**Instruction**
Update the records below by replacing every "Put down" with "Mark", leaving all other text unchanged.

**Dataset extract**

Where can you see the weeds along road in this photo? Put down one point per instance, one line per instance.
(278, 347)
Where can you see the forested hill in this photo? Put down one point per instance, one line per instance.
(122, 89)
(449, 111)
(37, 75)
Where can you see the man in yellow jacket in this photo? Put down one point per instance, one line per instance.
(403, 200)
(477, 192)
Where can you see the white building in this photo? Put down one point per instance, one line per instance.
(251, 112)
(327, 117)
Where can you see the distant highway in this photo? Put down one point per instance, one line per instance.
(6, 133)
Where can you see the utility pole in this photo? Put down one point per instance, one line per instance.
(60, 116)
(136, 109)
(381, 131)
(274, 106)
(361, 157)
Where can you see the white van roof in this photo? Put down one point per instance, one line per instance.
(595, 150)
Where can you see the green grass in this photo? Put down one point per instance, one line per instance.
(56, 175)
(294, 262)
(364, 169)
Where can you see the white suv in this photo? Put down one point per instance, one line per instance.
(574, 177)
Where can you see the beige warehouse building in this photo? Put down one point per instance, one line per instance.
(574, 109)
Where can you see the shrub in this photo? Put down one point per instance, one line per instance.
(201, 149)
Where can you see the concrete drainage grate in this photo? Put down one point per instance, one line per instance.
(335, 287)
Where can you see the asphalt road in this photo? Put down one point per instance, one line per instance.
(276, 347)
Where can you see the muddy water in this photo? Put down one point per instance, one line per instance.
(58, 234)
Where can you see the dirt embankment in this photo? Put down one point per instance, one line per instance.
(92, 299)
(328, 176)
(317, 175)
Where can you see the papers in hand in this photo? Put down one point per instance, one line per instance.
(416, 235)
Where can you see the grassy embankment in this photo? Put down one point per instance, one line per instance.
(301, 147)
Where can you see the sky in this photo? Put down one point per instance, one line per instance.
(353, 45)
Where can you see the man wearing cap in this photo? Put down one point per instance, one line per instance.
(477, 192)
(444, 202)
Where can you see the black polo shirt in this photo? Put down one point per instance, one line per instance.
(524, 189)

**The completed task**
Where can you see the weeds along road in this photo? Mark one point per instance, one line per instance.
(278, 347)
Where can you see the forested hill in this photo? Mark one point per instance, one line per instance.
(122, 89)
(449, 111)
(37, 75)
Where can you see the man in yellow jacket in this photo? Mark one point per instance, one line per instance.
(403, 200)
(477, 192)
Where can you see the white building in this photo? Mark one point per instance, one line per instance.
(251, 112)
(327, 117)
Where can you see the distant highway in this photo? Mark one point per instance, one line per instance.
(6, 133)
Where can you see the utility pole in this photo? Mark one point per instance, one line per instance.
(60, 116)
(136, 109)
(381, 131)
(274, 106)
(361, 157)
Where can you see the white van roof in this photo? Mark one point per instance, one line per instance.
(595, 150)
Where can you see the green grass in this photo? Mark one point per instance, one line per instance.
(56, 175)
(294, 262)
(364, 169)
Where can you see the white suv in this photo? Mark one point per instance, one line per instance.
(574, 177)
Where can you see the beige warehouse building in this photo? Mark one point per instance, one line per instance.
(574, 109)
Where can you see the shrub in this photo? Mark one point per instance, one line per instance.
(201, 149)
Where can you see the concrete drainage grate in this photo? Mark one point per instance, one line per instance.
(335, 287)
Where can you see the asphalt road in this photo? Mark one point per instance, one line per instance.
(276, 347)
Where can you see the muddy water in this photo? Mark one point per instance, one line per instance.
(58, 234)
Where can you see the dirt embankment in this photo? Mark one point per instance, one line per instance.
(92, 299)
(328, 176)
(317, 175)
Where can you see the papers in hand in this photo? Mark one point per instance, one line per instance.
(416, 235)
Where can you see the grassy embankment in this photo? Mark one point per instance, one line per instance.
(301, 147)
Where can you see the sky in this photo? Mark one point per instance, one line per instance.
(353, 45)
Where can you see the man wearing cap in this photo? Mark one point per instance, one line per instance.
(477, 192)
(444, 202)
Where can you see the black polo shirt in this photo? Mark one point per instance, one line per instance.
(524, 189)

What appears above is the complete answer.